Task statement | Retype precisely the section of the data that starts at the line containing "Could you please outline every instance of the shirt chest" and runs to its final line, ends included.

======== Data entries ========

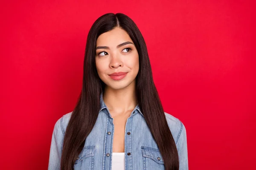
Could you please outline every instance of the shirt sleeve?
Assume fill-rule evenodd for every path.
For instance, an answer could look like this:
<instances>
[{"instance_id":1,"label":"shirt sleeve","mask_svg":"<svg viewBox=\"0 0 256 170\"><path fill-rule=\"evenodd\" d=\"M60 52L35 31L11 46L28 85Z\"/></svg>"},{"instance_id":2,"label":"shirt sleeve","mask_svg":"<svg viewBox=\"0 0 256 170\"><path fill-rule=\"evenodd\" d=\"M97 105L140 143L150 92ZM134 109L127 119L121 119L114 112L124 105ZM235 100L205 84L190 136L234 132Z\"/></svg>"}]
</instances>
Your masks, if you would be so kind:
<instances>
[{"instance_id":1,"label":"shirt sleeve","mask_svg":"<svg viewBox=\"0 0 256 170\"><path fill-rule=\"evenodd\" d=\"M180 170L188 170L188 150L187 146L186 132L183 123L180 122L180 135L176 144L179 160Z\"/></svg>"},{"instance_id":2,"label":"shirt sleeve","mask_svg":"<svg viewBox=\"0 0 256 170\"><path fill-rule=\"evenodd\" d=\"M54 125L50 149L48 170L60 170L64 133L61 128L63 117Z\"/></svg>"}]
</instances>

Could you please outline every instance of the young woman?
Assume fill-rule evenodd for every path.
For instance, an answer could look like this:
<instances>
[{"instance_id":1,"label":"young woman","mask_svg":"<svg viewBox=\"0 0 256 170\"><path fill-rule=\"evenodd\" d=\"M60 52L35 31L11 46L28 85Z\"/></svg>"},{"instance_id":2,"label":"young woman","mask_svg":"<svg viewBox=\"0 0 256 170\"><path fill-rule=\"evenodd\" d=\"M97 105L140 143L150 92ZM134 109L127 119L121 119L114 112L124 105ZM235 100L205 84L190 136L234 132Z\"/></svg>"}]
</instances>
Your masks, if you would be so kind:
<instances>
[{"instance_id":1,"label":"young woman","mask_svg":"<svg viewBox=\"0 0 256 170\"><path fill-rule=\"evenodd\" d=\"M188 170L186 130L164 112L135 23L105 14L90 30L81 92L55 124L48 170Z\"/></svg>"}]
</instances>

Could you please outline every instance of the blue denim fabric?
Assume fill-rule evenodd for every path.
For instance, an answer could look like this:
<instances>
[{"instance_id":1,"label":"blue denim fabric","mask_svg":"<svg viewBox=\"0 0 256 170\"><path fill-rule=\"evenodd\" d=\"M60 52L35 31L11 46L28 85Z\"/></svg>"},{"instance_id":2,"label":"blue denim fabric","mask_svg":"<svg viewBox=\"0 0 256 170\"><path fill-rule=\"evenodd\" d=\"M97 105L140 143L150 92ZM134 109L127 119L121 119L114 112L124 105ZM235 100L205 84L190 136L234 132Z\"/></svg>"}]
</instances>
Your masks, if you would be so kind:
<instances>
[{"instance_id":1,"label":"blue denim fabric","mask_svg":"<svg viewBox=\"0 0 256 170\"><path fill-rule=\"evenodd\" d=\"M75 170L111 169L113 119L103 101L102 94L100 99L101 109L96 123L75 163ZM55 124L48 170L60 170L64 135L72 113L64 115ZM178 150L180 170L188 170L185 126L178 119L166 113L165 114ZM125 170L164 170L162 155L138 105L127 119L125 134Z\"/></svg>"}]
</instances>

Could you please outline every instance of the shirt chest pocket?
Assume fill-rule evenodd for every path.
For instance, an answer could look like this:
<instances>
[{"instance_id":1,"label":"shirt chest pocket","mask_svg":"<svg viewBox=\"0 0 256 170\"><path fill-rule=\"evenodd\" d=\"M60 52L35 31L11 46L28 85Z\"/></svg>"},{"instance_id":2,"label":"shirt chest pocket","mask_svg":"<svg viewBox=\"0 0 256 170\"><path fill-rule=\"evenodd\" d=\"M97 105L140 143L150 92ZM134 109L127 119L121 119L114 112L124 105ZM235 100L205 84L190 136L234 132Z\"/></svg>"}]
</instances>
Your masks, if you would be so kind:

========

Solution to this problem |
Could you please outline every instance of the shirt chest pocket?
Assume fill-rule evenodd for every path.
For instance, an answer could look like this:
<instances>
[{"instance_id":1,"label":"shirt chest pocket","mask_svg":"<svg viewBox=\"0 0 256 170\"><path fill-rule=\"evenodd\" d=\"M60 52L35 31L11 46L28 85Z\"/></svg>"},{"instance_id":2,"label":"shirt chest pocket","mask_svg":"<svg viewBox=\"0 0 256 170\"><path fill-rule=\"evenodd\" d=\"M97 105L140 143L150 92ZM134 109L127 119L121 119L114 112L124 105ZM235 100L205 84L190 136L234 132Z\"/></svg>"}]
</instances>
Your masks, if you would be so kind:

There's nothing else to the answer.